What you need to do
1. Translate into Spanish this sentence from the Bajo Cinca text: "This comarca is located in the southeastern corner of the Huesca province."
2. Reproduce the Bajo Cinca text word for word, starting at "The administrative capital" and going up to and including "of Lower Aragon.".

Selected extract
%%

Bajo Cinca (/es/) or Baix Cinca (/ca/; Cinca Baxa, /an/) is a comarca in eastern Aragon, Spain. It is named after river Cinca.

This comarca is located in the southeastern corner of the Huesca province.
The administrative capital is Fraga, with 13,592 inhabitants the largest town of the comarca.

Bajo Cinca/Baix Cinca borders La Litera/La Llitera, Cinca Medio, Monegros and Bajo Aragón-Caspe/Baix Aragó-Casp in Aragon and Segrià and Ribera d'Ebre in Catalonia. About half of the comarca, including the two largest towns (Fraga and Mequinenza), belongs to the Catalan-speaking strip in eastern Aragon known as La Franja; some southern towns in the comarca can be part of the historical region of Lower Aragon.

%%

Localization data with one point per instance

%%

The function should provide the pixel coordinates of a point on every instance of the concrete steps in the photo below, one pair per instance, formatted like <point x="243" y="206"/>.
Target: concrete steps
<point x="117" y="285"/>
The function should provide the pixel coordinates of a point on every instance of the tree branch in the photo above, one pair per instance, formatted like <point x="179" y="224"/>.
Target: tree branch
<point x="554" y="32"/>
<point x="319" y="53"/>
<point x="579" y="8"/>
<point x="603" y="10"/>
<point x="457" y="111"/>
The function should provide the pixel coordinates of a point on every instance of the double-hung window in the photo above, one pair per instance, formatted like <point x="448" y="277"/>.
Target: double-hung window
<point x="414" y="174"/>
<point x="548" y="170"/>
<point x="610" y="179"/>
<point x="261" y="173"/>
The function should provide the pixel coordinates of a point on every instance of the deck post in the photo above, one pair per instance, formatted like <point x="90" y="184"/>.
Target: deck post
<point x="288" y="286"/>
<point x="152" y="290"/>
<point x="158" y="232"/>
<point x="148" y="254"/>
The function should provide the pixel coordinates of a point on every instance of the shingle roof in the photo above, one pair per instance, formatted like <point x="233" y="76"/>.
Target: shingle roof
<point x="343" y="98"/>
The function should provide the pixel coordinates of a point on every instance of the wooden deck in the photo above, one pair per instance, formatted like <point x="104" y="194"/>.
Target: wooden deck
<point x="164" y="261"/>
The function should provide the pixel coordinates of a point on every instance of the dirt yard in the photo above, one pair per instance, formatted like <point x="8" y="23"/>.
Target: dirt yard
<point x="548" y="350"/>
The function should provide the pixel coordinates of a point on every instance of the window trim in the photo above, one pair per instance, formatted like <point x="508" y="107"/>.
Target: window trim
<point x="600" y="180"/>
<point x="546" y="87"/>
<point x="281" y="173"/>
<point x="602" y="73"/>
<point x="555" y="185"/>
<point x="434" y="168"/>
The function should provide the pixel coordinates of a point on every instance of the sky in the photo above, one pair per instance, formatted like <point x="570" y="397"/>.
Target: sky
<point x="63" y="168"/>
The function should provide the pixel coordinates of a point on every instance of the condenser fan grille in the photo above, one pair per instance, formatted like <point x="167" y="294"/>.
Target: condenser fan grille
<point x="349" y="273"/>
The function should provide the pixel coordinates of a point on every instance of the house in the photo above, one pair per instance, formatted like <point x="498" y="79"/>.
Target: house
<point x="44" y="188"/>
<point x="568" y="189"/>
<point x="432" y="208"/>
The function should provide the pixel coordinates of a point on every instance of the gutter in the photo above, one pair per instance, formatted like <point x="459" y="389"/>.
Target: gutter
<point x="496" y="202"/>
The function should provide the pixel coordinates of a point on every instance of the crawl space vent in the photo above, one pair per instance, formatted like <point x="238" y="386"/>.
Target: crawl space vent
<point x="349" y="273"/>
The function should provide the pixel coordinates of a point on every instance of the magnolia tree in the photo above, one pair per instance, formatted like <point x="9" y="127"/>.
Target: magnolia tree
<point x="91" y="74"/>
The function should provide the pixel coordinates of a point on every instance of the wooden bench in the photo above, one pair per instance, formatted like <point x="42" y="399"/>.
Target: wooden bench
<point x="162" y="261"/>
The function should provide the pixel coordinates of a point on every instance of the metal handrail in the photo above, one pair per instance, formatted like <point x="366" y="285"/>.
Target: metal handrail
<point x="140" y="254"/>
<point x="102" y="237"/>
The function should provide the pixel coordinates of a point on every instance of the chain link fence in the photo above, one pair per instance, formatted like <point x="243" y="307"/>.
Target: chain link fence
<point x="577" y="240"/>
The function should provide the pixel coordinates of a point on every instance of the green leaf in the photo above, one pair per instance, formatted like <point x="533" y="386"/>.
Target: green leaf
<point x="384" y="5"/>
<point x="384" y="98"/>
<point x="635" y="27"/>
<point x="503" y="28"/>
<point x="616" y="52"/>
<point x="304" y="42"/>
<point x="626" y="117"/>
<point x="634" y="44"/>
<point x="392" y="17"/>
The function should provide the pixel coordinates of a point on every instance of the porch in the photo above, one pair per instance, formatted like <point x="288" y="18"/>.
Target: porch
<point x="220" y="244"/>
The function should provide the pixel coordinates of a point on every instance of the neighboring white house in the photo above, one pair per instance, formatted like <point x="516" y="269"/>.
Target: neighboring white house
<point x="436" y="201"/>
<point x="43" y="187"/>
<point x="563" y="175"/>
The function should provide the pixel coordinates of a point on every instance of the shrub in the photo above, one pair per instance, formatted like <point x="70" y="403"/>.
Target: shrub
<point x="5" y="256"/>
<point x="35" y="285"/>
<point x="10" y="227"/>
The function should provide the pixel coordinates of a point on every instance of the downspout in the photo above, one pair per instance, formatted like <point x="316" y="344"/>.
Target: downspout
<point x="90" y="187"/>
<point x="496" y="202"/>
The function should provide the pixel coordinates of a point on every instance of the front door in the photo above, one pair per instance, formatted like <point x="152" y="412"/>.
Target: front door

%%

Exercise solutions
1. Esta comarca se encuentra en la esquina sureste de la provincia de Huesca.

2.
The administrative capital is Fraga, with 13,592 inhabitants the largest town of the comarca.

Bajo Cinca/Baix Cinca borders La Litera/La Llitera, Cinca Medio, Monegros and Bajo Aragón-Caspe/Baix Aragó-Casp in Aragon and Segrià and Ribera d'Ebre in Catalonia. About half of the comarca, including the two largest towns (Fraga and Mequinenza), belongs to the Catalan-speaking strip in eastern Aragon known as La Franja; some southern towns in the comarca can be part of the historical region of Lower Aragon.